[Begin Given information]
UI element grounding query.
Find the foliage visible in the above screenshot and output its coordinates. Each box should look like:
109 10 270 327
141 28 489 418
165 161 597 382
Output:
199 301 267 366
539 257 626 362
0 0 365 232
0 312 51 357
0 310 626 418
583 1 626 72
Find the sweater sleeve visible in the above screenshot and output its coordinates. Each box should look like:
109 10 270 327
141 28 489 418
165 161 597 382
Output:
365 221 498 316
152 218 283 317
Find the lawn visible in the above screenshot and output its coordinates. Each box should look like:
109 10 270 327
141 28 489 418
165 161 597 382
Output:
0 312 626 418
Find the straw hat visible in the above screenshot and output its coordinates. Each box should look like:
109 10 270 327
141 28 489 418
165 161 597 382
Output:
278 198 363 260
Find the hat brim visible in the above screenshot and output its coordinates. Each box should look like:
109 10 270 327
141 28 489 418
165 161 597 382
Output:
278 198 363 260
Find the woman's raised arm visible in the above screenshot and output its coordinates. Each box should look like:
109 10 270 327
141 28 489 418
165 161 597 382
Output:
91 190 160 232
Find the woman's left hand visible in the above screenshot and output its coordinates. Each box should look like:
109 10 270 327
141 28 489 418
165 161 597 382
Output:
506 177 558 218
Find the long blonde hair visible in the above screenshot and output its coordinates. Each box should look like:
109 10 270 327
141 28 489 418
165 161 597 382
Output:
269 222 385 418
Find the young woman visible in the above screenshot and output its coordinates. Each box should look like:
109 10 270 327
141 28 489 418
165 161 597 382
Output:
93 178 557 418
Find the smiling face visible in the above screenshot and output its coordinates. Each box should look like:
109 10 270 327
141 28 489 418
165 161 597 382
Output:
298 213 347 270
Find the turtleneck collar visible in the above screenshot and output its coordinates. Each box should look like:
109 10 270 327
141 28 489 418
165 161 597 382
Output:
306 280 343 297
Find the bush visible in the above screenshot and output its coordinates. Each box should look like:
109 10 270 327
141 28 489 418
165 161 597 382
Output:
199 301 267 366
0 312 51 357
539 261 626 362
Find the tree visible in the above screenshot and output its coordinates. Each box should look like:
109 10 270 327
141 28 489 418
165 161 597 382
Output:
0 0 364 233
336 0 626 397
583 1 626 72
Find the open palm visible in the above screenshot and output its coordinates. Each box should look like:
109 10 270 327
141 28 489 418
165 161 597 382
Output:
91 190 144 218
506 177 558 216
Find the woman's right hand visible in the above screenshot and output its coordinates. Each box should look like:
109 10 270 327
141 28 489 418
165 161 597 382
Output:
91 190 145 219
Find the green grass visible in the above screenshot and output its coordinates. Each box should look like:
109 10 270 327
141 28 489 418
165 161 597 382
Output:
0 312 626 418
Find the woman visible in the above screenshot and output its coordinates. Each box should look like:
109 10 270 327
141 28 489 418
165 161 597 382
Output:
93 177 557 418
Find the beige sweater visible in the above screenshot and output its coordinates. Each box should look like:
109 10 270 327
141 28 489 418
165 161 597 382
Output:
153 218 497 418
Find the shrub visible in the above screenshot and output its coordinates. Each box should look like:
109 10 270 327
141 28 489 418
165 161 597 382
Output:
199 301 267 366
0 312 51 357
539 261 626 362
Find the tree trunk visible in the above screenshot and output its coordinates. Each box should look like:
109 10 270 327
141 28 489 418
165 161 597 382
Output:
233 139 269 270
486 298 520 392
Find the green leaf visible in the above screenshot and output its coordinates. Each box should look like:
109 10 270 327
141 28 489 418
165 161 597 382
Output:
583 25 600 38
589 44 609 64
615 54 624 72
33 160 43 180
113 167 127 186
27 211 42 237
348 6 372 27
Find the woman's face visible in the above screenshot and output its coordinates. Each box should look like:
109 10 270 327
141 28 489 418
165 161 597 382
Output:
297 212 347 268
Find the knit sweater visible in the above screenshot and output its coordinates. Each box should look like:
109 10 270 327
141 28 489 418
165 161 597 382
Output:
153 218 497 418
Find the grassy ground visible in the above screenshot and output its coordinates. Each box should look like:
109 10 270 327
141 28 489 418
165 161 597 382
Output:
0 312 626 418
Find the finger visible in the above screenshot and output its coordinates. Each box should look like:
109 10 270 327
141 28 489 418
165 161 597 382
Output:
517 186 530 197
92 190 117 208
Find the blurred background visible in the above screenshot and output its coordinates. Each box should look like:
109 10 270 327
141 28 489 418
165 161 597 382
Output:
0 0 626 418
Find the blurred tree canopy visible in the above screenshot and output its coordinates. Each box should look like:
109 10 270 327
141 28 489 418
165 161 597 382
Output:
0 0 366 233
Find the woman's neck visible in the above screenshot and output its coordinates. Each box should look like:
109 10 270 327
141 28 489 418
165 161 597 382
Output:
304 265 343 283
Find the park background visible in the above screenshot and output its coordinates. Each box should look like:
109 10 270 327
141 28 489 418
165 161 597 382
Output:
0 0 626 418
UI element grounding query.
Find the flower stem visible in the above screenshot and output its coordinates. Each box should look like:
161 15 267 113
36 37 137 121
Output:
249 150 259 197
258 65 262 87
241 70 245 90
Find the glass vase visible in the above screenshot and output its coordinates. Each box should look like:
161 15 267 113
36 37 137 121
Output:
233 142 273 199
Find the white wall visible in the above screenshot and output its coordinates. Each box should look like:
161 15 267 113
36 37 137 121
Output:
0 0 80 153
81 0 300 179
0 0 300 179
[End Given information]
• What you are asked to do:
Output only the lines running from the line with "Find the park" through the final line of the data, inclusive.

• Response for this exercise:
Find the park background visible in the above screenshot and output its coordinates. Each box should look like:
109 10 270 327
141 28 489 418
165 161 597 382
Output:
0 0 626 418
UI element grounding query.
Find the flower stem visible in the above screenshot and output its coordinates. Each box should look like:
161 15 267 113
36 37 137 121
Output:
249 150 259 197
258 65 262 87
241 70 245 90
Find the glass vase visible in the above screenshot and output its coordinates. Each box should look like:
161 15 267 113
36 37 137 121
Output:
233 142 273 199
Find the white wall visible in the above screenshot and output its coordinates. Each box should look like:
161 15 267 113
36 37 137 121
Output:
0 0 80 153
81 0 300 179
0 0 300 179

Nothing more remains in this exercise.